◆ WHAT IS EXPECTED
Pull out every line in the items below that contains the word "distant", and copy each one out in full.

Entries from a point annotation set:
◇ ◇ ◇ ◇
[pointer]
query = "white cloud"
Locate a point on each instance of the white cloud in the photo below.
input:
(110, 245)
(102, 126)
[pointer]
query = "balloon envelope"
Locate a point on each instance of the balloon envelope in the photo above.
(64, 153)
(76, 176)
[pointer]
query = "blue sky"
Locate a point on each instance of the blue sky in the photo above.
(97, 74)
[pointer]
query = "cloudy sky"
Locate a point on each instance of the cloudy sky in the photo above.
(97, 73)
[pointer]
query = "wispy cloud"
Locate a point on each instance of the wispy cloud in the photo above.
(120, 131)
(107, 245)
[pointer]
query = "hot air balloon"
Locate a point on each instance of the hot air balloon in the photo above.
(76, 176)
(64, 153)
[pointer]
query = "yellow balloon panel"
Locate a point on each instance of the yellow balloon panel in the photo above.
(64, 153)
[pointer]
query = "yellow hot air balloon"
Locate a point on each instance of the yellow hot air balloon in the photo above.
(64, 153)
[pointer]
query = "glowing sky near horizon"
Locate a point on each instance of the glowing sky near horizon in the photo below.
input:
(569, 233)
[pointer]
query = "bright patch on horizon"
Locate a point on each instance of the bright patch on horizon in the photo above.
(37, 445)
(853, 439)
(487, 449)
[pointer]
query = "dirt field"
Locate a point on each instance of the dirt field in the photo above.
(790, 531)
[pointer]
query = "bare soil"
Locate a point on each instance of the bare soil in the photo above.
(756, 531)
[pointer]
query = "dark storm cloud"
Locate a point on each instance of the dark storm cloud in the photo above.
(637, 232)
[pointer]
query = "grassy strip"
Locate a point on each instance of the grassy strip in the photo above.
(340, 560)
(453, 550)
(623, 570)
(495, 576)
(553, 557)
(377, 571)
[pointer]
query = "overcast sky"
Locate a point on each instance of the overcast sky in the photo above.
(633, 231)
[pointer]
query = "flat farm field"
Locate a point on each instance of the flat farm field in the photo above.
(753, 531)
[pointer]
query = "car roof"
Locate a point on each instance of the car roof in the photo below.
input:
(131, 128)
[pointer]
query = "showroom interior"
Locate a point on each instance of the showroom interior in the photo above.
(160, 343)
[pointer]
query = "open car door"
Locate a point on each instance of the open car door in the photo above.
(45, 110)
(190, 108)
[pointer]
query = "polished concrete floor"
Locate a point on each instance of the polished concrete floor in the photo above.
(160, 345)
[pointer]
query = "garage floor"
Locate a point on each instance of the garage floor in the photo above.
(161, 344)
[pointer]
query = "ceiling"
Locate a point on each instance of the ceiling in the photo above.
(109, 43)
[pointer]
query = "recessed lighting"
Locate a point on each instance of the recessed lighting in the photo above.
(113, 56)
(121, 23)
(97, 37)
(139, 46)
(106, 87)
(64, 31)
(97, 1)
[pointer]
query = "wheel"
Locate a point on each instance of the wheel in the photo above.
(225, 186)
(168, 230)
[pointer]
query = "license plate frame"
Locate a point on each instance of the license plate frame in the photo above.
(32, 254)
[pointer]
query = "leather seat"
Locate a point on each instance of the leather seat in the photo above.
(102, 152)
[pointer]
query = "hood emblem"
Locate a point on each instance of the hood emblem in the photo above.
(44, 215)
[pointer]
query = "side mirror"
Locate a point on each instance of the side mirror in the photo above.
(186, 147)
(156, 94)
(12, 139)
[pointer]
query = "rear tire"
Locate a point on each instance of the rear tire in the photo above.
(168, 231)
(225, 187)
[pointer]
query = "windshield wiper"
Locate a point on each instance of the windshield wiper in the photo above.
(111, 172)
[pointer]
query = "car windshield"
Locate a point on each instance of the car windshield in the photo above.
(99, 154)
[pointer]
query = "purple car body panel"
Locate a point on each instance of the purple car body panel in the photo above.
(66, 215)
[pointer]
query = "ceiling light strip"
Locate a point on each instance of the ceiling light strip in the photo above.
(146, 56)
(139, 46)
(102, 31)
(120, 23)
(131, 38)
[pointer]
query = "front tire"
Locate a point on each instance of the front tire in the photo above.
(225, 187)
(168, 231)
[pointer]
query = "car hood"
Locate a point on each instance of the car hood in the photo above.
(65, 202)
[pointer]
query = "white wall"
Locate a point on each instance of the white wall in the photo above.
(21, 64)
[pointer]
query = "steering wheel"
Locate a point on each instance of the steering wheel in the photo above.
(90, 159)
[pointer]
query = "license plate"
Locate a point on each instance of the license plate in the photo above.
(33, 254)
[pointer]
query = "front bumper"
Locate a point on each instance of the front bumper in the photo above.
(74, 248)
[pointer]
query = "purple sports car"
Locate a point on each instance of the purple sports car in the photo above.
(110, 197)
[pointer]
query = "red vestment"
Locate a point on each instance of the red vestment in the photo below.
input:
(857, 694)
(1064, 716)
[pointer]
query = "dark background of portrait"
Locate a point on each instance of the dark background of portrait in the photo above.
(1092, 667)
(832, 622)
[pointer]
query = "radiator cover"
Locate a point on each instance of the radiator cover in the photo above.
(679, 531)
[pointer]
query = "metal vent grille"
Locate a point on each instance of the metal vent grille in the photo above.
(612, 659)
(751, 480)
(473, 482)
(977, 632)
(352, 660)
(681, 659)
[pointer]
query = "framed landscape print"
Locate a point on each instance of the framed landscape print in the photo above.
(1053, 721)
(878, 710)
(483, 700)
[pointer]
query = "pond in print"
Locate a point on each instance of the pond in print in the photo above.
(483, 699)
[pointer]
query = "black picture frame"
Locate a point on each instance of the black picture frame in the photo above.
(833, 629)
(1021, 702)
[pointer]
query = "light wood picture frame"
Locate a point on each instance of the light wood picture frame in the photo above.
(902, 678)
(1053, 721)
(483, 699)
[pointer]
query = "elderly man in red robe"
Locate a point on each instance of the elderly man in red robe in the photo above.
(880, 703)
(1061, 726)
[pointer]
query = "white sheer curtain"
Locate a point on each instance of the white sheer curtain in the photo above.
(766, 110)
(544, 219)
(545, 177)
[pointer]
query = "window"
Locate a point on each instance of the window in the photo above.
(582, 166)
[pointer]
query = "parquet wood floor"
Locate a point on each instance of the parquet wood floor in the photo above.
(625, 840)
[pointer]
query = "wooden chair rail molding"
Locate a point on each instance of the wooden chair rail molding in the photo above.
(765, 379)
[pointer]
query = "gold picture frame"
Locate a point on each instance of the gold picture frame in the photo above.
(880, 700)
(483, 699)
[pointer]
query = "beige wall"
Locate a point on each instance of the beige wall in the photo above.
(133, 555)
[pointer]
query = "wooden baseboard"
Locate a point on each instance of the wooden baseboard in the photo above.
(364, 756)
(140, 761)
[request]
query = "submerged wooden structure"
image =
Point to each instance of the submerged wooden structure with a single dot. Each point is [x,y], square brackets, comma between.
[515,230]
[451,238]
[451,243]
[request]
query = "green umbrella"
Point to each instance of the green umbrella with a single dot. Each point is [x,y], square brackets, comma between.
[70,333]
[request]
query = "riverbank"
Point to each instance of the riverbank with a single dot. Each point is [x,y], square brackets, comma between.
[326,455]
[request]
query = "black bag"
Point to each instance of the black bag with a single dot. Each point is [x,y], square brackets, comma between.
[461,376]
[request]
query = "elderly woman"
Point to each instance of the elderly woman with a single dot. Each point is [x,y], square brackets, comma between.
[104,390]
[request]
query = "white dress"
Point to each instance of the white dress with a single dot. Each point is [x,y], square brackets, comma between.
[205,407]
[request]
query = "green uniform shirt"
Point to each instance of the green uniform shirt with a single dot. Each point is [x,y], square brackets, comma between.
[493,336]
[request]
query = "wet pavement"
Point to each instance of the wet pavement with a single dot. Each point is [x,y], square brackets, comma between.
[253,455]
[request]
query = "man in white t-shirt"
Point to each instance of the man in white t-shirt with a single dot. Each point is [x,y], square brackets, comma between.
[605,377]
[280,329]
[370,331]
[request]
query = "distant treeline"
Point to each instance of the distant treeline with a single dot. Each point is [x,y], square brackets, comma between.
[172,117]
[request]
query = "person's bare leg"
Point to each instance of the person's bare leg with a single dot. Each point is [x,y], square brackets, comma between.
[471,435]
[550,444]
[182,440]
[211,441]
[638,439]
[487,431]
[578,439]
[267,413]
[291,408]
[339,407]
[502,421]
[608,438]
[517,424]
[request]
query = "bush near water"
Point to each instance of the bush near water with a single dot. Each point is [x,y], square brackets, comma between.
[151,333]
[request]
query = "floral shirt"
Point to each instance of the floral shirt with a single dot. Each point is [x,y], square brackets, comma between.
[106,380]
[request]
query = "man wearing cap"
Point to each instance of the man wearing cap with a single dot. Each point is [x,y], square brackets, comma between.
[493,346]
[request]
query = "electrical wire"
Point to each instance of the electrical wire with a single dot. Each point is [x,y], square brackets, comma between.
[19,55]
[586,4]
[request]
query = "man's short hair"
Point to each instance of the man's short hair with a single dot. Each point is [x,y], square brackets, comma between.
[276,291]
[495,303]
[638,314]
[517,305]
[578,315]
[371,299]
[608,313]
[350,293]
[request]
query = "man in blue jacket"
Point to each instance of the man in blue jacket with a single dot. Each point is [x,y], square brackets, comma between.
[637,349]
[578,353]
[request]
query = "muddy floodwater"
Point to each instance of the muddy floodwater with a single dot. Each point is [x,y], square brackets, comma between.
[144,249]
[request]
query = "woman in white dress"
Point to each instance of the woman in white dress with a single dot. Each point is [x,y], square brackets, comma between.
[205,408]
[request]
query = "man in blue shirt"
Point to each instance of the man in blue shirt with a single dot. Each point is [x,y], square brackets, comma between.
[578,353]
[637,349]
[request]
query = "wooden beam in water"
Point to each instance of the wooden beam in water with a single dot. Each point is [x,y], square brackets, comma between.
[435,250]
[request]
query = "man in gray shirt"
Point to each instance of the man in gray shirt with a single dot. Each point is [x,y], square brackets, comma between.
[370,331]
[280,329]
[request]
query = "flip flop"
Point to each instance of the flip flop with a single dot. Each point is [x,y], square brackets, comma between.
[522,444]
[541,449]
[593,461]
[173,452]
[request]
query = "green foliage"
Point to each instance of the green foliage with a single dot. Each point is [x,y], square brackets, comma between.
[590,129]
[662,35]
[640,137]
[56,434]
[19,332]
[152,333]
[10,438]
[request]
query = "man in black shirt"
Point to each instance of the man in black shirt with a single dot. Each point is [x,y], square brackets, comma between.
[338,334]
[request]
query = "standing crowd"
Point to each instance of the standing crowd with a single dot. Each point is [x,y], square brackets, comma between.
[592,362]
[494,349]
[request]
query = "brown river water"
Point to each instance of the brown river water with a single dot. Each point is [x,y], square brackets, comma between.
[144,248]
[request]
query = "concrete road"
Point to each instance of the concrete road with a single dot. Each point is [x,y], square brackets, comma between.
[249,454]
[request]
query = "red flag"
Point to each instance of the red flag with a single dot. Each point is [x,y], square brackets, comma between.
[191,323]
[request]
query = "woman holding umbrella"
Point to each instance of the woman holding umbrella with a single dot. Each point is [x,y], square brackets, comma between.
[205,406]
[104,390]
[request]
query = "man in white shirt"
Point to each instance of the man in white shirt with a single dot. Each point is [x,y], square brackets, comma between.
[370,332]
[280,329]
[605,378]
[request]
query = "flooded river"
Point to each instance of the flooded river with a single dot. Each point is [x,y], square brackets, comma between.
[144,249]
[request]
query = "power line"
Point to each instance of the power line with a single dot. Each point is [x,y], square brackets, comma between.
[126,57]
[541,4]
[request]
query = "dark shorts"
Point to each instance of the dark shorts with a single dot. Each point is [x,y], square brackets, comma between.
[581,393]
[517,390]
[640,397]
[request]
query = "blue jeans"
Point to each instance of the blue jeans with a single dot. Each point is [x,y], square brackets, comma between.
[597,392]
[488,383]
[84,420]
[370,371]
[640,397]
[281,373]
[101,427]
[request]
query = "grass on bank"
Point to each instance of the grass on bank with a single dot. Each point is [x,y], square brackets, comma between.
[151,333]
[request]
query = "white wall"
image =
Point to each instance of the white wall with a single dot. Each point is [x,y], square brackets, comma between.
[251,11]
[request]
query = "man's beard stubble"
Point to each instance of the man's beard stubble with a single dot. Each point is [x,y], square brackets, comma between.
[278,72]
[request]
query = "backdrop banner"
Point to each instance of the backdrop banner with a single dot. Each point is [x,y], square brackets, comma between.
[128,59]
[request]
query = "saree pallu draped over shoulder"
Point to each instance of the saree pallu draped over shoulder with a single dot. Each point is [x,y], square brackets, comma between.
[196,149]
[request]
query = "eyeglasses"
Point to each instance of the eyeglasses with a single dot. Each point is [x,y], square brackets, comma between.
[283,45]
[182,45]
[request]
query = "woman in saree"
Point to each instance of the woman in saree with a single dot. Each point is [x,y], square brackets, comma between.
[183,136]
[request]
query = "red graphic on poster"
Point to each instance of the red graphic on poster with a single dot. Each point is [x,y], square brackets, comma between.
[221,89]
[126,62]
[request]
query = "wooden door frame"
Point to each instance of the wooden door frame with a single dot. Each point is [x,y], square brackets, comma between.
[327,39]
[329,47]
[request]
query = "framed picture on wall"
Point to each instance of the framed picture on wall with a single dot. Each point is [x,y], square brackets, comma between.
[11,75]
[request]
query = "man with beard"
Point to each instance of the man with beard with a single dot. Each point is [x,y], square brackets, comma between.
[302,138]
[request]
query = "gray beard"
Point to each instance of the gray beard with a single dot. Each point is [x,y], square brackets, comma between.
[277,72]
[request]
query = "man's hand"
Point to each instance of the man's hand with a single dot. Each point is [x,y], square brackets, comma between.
◇ ◇ ◇ ◇
◆ CORRECT RESPONSE
query = "distant treeline"
Point to each instance of the distant treeline with a single dot. Each point is [x,y], square brackets, comma between.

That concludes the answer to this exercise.